Goal 1:
Can you quote the Mount Crichton trip report from "Date: July 20" to "up to date."?
Goal 2:
Can you continue the Mount Crichton trip report from its last sentence?

Date: July 20 - 21, 2015
Location: Twenty Five Mile Range, Queenstown, Otago, New Zealand
Total Trip Distance: 8 mi / 12. 87 km
Total Elevation Gain: 5,000 ft / 1,524 m
Trip Duration: 2 days
Team: Sam Gallup
Field Notes: Park at Paradise Wharf along the Queenstown Glenorchy Road. Climb through a brief section of scrub to gain the grassy slopes heading Southeast to Point 1313. Continue following the broad ridge up towards Point 1845 where it narrows. Care should be taken here. Follow the ridge South to the summit. This is a climb in winter and a simple scramble in summer.
Rating: I, 1
Authors Note: This is a trip report from 2015. Please note the beta provided is relevant and up to date.
It was nearing the end of my visa and only six weeks remained. 2015 had been a pivotal year in my life yet I still had feelings that I didn't climb as much as I would've liked. The majority of my winter was spent drinking beers, partying, and skiing laps on Coronet Peak.
It's funny how priorities change as one accumulates more life experience (or they don't). When I look at my trip log for 2024 there are around forty total big trips with zero nights spent in a bar. In 2015 I probably went on under ten trips and with at least two to three nights a week spent out drinking. What one focuses on one receives.
Sam had recently fallen in love with a beautiful Chilean woman and found it difficult to get away into the hills. I don't blame him, the woman is now his wife! But the forecast was perfect, we had the same days off, and decided upon a simple mission right near town. Mount Crichton is easily climbed in a day, but we needed a night out in the hills to reset our internal rhythms.
Off we went, following Danillo Hegg's route up the North West spur. We smashed through a bit of scrub at the onset, then eventually found easily travel up the tussock spur. Higher, around 1100 meters, we found an incredibly scenic campsite for the evening.

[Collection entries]
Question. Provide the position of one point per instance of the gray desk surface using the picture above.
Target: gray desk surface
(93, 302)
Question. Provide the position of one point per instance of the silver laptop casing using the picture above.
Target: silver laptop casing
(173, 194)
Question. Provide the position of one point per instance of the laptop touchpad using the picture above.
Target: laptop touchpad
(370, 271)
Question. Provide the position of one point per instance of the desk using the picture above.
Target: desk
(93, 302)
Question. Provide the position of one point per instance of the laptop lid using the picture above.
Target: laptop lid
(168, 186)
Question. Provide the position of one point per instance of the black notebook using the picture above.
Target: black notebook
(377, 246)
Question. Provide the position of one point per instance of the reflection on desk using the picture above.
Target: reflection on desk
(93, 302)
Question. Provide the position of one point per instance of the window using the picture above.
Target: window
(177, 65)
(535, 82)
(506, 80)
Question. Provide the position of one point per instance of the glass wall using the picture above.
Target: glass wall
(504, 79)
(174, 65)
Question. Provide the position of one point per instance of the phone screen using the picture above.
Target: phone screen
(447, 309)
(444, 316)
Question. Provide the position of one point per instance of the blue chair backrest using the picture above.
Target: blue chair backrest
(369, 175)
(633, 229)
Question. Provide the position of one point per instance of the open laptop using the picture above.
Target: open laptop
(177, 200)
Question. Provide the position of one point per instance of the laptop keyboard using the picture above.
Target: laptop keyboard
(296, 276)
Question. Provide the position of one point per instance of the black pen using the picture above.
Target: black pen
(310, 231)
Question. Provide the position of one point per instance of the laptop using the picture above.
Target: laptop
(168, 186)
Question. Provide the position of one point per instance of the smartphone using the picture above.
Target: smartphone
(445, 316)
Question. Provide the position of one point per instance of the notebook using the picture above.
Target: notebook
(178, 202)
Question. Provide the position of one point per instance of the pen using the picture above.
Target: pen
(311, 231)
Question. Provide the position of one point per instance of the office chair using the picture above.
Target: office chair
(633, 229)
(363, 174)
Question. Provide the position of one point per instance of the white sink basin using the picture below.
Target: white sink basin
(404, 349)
* * *
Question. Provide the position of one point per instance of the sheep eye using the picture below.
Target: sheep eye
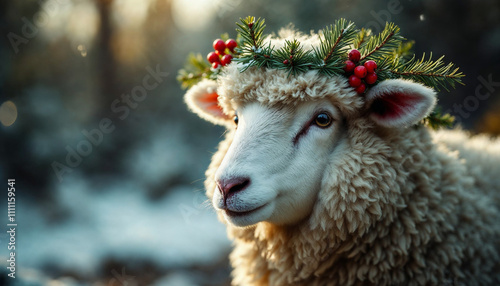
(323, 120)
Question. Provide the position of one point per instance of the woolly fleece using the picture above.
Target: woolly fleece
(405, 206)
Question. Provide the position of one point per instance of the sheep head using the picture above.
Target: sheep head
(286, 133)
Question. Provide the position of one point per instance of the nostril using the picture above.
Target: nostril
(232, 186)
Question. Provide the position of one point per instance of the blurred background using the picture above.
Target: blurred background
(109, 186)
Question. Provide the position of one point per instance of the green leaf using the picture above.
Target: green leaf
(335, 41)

Final result 1:
Date: July 20 - 21, 2015
Location: Twenty Five Mile Range, Queenstown, Otago, New Zealand
Total Trip Distance: 8 mi / 12. 87 km
Total Elevation Gain: 5,000 ft / 1,524 m
Trip Duration: 2 days
Team: Sam Gallup
Field Notes: Park at Paradise Wharf along the Queenstown Glenorchy Road. Climb through a brief section of scrub to gain the grassy slopes heading Southeast to Point 1313. Continue following the broad ridge up towards Point 1845 where it narrows. Care should be taken here. Follow the ridge South to the summit. This is a climb in winter and a simple scramble in summer.
Rating: I, 1
Authors Note: This is a trip report from 2015. Please note the beta provided is relevant and up to date.

Final result 2:
It's difficult to recall the finer details from that evening ten years ago, but I remembered Sam going out to pee in the middle of the night and waking me up because the stars were unlike anything we'd ever seen. I knew I was always going to come back to these mountains.
We were up before sunrise and continued up the North West spur. There was not a breath of wind and not a cloud in the sky. Suddenly, we walked into a winter wonderland and donned crampons near the summit ridge.
The ridge was spectacular, fun, and airy. It gave the feeling that we were deep in the Southern Alps rather than twenty minutes outside of Queenstown. It was a surreal winter day - perfect temperature, bluebird sky, and a snowy alpine ridge.
We took care as we sidled obstacles along the ridge, plunging our ice axes deep into the snow. Finally, we stood atop the tallest mountain in the Twenty Five Mile Range at 1,870 meters. Sam congratulated me with his classic, good shit. I think we both knew this was the final climb together. We've been on other adventures since, but this was indeed the last climb together in the Southern Alps.
Happy days...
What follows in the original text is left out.